Extract every line between the one with "One point marks each instance of the meadow." and the end of the entries, both included, word for word and free of pictures.

▸ Records from a point labeling set:
'''
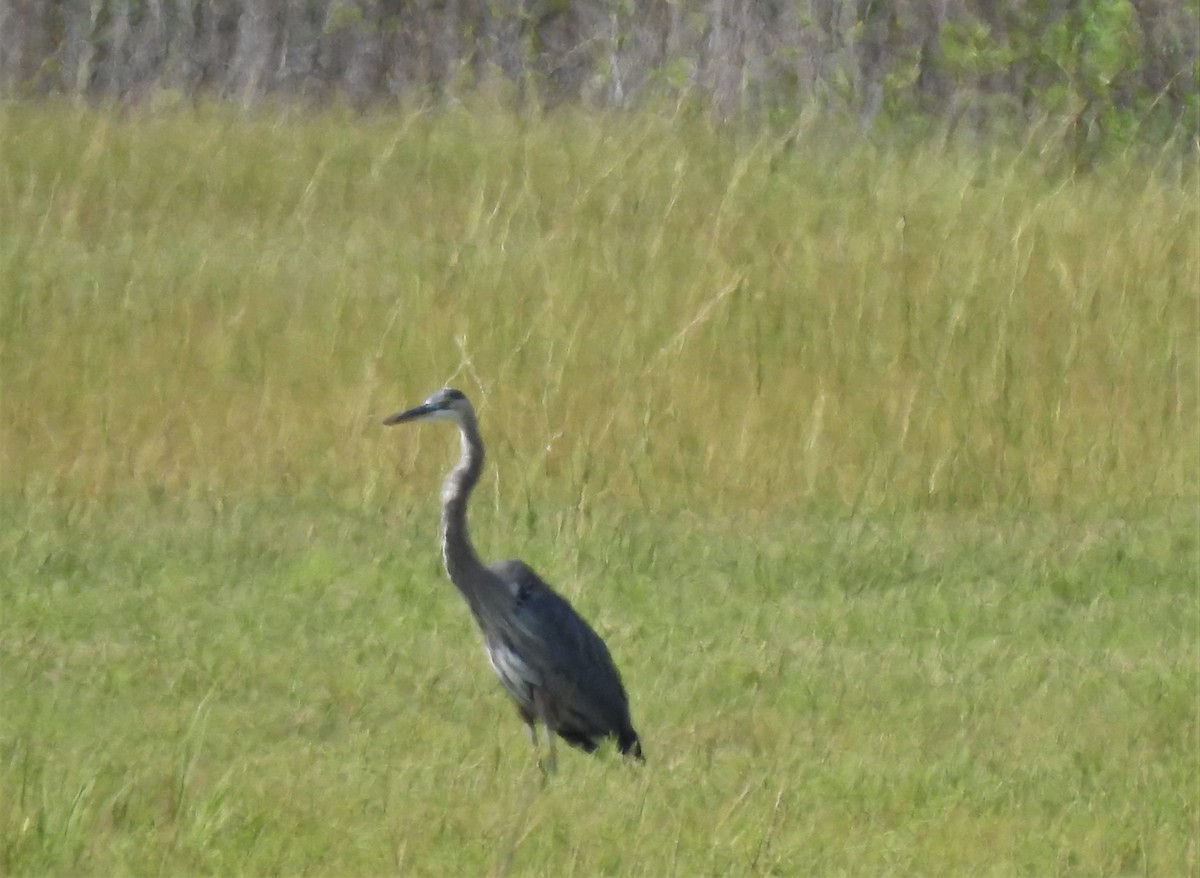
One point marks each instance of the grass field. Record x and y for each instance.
(876, 465)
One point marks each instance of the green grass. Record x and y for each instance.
(876, 467)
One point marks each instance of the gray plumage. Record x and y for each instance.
(552, 663)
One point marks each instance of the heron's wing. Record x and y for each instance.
(574, 663)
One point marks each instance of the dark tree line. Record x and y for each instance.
(1116, 64)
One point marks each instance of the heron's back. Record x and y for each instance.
(553, 663)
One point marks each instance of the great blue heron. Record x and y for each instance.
(555, 666)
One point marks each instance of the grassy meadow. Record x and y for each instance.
(877, 467)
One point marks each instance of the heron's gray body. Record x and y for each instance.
(550, 660)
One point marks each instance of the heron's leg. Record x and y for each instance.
(539, 702)
(533, 734)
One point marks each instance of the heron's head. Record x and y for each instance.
(445, 404)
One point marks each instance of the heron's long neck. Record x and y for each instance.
(462, 564)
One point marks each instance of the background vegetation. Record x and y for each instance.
(876, 467)
(1113, 71)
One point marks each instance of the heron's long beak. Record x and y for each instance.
(412, 414)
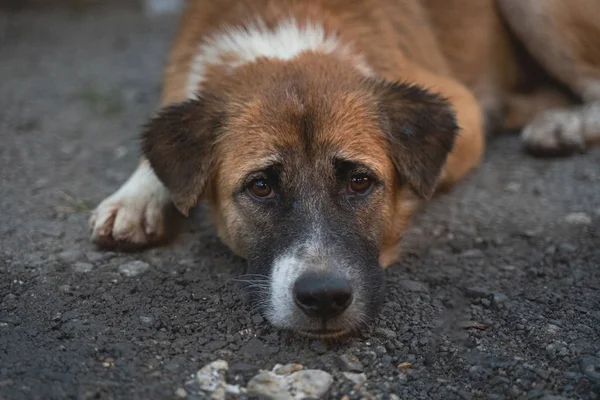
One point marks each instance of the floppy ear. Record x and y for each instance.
(179, 143)
(421, 128)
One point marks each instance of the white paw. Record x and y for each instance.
(135, 214)
(555, 133)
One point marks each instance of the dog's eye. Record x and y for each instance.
(359, 184)
(260, 188)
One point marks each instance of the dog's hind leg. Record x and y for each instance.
(564, 37)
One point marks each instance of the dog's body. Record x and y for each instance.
(286, 116)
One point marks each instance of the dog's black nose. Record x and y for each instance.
(322, 295)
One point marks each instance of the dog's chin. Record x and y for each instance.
(329, 334)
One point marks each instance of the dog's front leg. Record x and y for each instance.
(135, 214)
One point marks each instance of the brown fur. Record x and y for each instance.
(460, 49)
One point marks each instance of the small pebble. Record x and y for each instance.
(287, 369)
(82, 267)
(69, 256)
(134, 268)
(318, 347)
(386, 333)
(590, 366)
(349, 362)
(359, 379)
(413, 286)
(578, 218)
(212, 376)
(147, 320)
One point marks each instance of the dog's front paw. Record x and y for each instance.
(135, 215)
(556, 133)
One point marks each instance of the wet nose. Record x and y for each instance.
(321, 295)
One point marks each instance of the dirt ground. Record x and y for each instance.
(498, 295)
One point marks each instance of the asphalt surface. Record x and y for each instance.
(498, 295)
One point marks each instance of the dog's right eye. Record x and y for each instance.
(260, 188)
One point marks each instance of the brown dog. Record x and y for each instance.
(315, 127)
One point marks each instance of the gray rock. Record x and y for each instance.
(211, 379)
(590, 366)
(96, 256)
(147, 320)
(215, 345)
(287, 369)
(413, 286)
(305, 384)
(318, 347)
(359, 379)
(134, 268)
(386, 333)
(269, 385)
(69, 256)
(349, 362)
(82, 267)
(310, 383)
(578, 219)
(477, 292)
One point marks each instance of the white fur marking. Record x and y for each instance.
(134, 212)
(286, 41)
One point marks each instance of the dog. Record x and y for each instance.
(315, 129)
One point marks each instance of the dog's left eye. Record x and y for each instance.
(261, 188)
(359, 184)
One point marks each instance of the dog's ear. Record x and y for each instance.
(421, 128)
(179, 143)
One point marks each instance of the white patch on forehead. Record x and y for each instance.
(284, 42)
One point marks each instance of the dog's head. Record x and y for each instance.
(306, 164)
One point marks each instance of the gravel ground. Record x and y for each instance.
(498, 295)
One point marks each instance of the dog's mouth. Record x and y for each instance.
(324, 333)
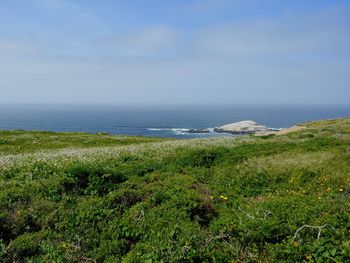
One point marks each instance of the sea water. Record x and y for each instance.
(159, 121)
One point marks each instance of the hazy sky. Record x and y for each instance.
(175, 51)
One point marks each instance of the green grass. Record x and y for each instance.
(130, 199)
(19, 141)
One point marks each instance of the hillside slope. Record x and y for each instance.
(274, 198)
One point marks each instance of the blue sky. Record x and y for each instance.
(175, 52)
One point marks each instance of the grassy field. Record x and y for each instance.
(74, 197)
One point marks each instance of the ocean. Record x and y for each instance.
(159, 121)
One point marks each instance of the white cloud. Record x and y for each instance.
(304, 59)
(148, 41)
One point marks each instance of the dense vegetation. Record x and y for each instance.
(253, 199)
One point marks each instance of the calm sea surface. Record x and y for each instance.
(156, 121)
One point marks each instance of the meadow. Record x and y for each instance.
(76, 197)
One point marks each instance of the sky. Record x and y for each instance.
(175, 51)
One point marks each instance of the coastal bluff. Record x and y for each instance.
(242, 127)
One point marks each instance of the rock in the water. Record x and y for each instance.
(198, 131)
(242, 127)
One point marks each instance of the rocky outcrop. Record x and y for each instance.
(242, 127)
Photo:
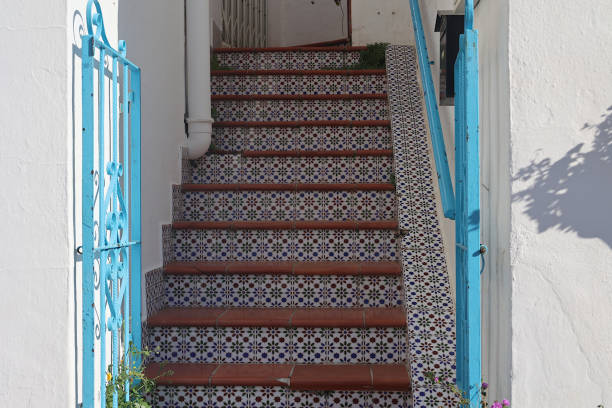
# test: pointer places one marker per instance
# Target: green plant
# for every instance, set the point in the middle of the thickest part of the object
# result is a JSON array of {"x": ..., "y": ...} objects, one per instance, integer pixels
[{"x": 131, "y": 374}]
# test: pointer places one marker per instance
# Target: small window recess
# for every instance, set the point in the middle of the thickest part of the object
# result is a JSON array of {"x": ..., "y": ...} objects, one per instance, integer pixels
[{"x": 449, "y": 24}]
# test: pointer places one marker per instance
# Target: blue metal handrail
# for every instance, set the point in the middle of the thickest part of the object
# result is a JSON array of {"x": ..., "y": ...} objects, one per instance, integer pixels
[
  {"x": 464, "y": 207},
  {"x": 435, "y": 127},
  {"x": 111, "y": 241}
]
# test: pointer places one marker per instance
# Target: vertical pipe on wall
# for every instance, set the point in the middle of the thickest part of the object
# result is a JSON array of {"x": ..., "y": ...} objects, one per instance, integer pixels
[
  {"x": 87, "y": 221},
  {"x": 199, "y": 122}
]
'''
▸ Output below:
One point marks each instance of the meadow. Record x and y for each instance.
(76, 197)
One point marks each instance of the sky. Record x and y for each instance.
(175, 51)
One point marks each instance of the coastal bluff. Record x and y for each instance.
(242, 127)
One point marks each instance of the rock in the water. Record x and y for each instance.
(198, 131)
(242, 127)
One point marks each instance of the rocky outcrop. Record x and y for each instance.
(242, 127)
Photo:
# test: pointer places one marker per instance
# Target: green plant
# for every instance, set the point in the middle of the thickest part of the object
# result is a JSON array of {"x": ..., "y": ...} objects, one per instance, integer pixels
[{"x": 131, "y": 374}]
# test: pointer places one marker per instance
# Target: small window recess
# for every instance, set the point in the middle of the thickest part of the object
# result is a JSON array of {"x": ..., "y": ...} objects, one per instance, integer pixels
[{"x": 449, "y": 24}]
# test: pointer places one marker per instance
# Target: blue metal handrail
# for every instance, set the point in the middle of the thickest part of the object
# result is a JSON array of {"x": ..., "y": ...} objects, one per instance, integer pixels
[
  {"x": 464, "y": 207},
  {"x": 435, "y": 127},
  {"x": 111, "y": 241}
]
# test: pointer places one marker per instance
# Target: vertical pipe on wall
# for every instance, set the point in the middle of the thickest part of the object
# result is a JSON array of {"x": ..., "y": ...} objects, one per instance, integer pixels
[
  {"x": 87, "y": 221},
  {"x": 199, "y": 122}
]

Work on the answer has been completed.